-- DOCUMENT PASSAGE --
================
Weill Cornell video series spotlights culture of mentorship

At Weill Cornell Medical College, mentorship isn’t a luxury. The opportunity to learn from and collaborate with one’s colleagues and patients is intrinsic to the medical college’s culture, an essential ingredient of excellent health care, research and education.


Weill Cornell Medical College
The new Inside Medicine at Weill Cornell video series, which highlights the college’s culture of mentorship, will launch April 28.

These relationships take many forms, formal and informal. But all are powerful, fostering nurturing and often long-term alliances inside Weill Cornell and beyond. In the new Inside Medicine at Weill Cornell video series, Dr. Laurie H. Glimcher, the Stephen and Suzanne Weiss Dean, introduces viewers to three mentors and their mentees who are emblematic of what makes the institution flourish.

“No one succeeds in medicine alone,” Glimcher says. “Students become better doctors when they are inspired by the wisdom of their peers. Young scientists make the discoveries that transform patient care when senior faculty take an active and sustained interest in guiding them towards research they might not otherwise have had the confidence to pursue. And physicians are made better when they learn from their patients.”

Mentorship means setting an example of what’s possible – in and outside of the lab. At Weill Cornell, that means supporting the family life of students, faculty and staff.

For Ph.D. candidate Sarah Bettigole, that meant hearing from her mentor, Glimcher, that she need not decide between her personal and professional lives as she moved to New York to pursue her asthma research in the dean’s new lab. Bettigole began dating her boyfriend around the same time that Glimcher asked if members of her lab at Harvard, where she was previously a professor of immunology, wanted to make the move to New York City with her.

“She would always say, ‘Did he move down here yet?’” recalls Bettigole, the subject of the first episode. “Because that’s her attitude: The guy should move for the girl.”
================
-- WHAT THIS EXERCISE ASKS --
- a) In the article on the Weill Cornell mentorship video series, who is the subject of the first episode?
- b) Extend the article about the Weill Cornell mentorship video series, picking up after its final sentence.

Dataset items:
================
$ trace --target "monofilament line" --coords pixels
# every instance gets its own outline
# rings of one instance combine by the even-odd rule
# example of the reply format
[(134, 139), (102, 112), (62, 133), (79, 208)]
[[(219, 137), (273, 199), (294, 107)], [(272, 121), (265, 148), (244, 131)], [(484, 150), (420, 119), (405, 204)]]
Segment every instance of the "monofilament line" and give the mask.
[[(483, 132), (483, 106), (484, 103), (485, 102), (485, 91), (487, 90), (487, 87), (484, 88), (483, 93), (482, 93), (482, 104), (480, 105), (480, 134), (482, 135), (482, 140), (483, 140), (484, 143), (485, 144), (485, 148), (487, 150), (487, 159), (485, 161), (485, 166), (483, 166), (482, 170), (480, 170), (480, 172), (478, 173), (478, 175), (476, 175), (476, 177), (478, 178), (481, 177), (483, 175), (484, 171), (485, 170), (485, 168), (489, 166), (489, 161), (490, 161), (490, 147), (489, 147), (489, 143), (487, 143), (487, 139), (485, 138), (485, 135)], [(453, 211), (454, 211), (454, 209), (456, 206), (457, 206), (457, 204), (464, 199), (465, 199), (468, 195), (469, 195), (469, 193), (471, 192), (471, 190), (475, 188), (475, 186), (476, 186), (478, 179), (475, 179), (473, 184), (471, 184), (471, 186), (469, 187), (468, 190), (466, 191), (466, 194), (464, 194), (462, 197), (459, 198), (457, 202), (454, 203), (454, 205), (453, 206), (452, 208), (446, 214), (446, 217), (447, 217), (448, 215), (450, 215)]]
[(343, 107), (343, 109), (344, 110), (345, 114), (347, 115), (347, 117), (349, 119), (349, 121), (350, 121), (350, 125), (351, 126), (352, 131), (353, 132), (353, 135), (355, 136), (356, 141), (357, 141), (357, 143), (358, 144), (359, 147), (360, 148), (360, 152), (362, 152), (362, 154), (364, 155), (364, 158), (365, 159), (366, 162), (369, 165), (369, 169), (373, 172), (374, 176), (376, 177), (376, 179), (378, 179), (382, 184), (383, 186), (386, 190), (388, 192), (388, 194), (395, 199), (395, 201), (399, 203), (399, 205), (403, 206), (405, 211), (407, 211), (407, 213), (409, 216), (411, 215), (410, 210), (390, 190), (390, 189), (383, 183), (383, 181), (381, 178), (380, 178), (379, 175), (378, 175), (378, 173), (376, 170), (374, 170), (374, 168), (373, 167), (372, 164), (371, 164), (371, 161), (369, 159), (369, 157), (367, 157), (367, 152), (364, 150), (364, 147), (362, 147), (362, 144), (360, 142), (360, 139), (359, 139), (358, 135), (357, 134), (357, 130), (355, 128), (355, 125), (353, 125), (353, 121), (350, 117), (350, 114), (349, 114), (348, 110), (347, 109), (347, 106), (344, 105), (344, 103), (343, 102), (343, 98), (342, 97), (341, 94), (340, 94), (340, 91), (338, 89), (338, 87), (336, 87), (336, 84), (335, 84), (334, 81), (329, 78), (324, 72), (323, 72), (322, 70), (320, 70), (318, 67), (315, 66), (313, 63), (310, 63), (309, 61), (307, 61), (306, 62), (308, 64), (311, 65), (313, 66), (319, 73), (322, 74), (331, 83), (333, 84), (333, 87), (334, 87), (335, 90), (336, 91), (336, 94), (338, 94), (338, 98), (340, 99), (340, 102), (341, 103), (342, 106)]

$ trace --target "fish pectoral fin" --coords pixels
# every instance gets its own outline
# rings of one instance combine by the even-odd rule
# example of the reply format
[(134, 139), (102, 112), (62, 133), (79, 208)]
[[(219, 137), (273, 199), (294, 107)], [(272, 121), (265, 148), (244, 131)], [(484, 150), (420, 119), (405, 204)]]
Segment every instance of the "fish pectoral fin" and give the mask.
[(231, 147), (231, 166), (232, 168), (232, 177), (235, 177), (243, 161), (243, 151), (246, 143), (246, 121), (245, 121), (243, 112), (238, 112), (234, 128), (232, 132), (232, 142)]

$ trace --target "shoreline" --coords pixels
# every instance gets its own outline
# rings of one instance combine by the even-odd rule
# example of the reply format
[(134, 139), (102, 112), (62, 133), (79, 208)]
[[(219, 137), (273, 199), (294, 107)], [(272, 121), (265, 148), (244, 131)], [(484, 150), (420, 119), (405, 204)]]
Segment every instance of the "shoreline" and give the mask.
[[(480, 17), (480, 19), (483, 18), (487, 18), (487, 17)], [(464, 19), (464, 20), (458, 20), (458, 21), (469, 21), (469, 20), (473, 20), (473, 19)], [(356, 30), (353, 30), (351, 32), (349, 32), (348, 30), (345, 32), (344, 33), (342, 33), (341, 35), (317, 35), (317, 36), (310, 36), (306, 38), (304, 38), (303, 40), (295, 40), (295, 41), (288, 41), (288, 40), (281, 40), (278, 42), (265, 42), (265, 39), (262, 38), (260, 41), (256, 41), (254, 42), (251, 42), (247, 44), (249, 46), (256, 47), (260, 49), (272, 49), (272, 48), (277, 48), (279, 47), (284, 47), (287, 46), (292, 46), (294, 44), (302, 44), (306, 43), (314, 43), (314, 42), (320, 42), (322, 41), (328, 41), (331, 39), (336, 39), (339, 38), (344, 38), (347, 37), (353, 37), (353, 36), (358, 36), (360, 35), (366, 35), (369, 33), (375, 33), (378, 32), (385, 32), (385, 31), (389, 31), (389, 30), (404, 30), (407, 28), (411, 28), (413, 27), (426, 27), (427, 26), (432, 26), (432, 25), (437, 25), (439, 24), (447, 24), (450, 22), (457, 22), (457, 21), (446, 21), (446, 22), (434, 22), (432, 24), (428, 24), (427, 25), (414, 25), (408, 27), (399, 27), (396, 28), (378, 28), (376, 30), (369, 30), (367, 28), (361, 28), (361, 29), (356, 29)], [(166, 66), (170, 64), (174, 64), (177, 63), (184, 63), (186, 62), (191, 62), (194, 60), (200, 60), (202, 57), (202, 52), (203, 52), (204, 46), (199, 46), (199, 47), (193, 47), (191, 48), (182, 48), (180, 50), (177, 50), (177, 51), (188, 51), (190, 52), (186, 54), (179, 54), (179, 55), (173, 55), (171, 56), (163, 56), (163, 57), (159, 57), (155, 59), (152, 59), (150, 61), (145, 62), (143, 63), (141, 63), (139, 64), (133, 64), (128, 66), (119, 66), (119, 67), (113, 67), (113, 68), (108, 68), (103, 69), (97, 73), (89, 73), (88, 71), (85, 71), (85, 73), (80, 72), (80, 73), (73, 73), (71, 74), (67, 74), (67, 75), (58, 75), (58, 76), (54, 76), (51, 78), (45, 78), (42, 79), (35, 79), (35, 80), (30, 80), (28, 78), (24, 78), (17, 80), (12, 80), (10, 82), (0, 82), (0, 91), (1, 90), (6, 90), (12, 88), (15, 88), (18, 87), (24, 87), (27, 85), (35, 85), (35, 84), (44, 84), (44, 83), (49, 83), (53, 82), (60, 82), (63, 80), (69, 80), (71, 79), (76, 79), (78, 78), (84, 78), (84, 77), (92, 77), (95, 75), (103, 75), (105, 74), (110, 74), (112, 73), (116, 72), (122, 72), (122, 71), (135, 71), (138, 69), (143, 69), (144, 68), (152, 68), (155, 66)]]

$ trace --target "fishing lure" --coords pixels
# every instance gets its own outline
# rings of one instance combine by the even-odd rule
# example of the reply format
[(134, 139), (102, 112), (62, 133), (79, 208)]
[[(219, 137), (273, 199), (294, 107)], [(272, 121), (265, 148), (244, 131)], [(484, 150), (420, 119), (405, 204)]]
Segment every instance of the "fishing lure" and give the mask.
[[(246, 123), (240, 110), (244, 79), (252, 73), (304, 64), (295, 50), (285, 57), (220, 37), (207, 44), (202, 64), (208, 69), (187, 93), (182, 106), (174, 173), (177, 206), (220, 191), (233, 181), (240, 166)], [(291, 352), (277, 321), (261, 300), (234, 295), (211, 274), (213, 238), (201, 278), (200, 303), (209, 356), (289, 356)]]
================
-- WRITTEN RESPONSES --
- a) Ph.D. candidate Sarah Bettigole is the subject of the first episode.

- b)
Indeed, mentorship of female students and faculty is a special priority for Glimcher. As a L’Oreal-UNESCO Women in Science awardee last year, she connected with junior laureates from around the world, serving as a role model for younger women pursuing science careers. The dean also created the Offices of Faculty Development and Diversity, which provide mentorship workshops for female and minority faculty. Their programs, such as SPARC, are designed to retain a diverse pool of talent at the medical college.

Mentorship is also about ensuring that promising scientists don’t coast on early successes – or limit themselves to what they’ve already proven they’re capable of. A mentor, says Sackler Professor and developmental psychobiologist Dr. BJ Casey, shows her mentees where their careers can go – and trusts that they will make decisions that are right for them.

“The most important part is to reinforce independence and not always try to overly direct or top-down influence someone – more sort of help them become who are they are,” says Casey, who describes the origins of her mentoring philosophy of Dr. Conor Liston in the second episode of the series.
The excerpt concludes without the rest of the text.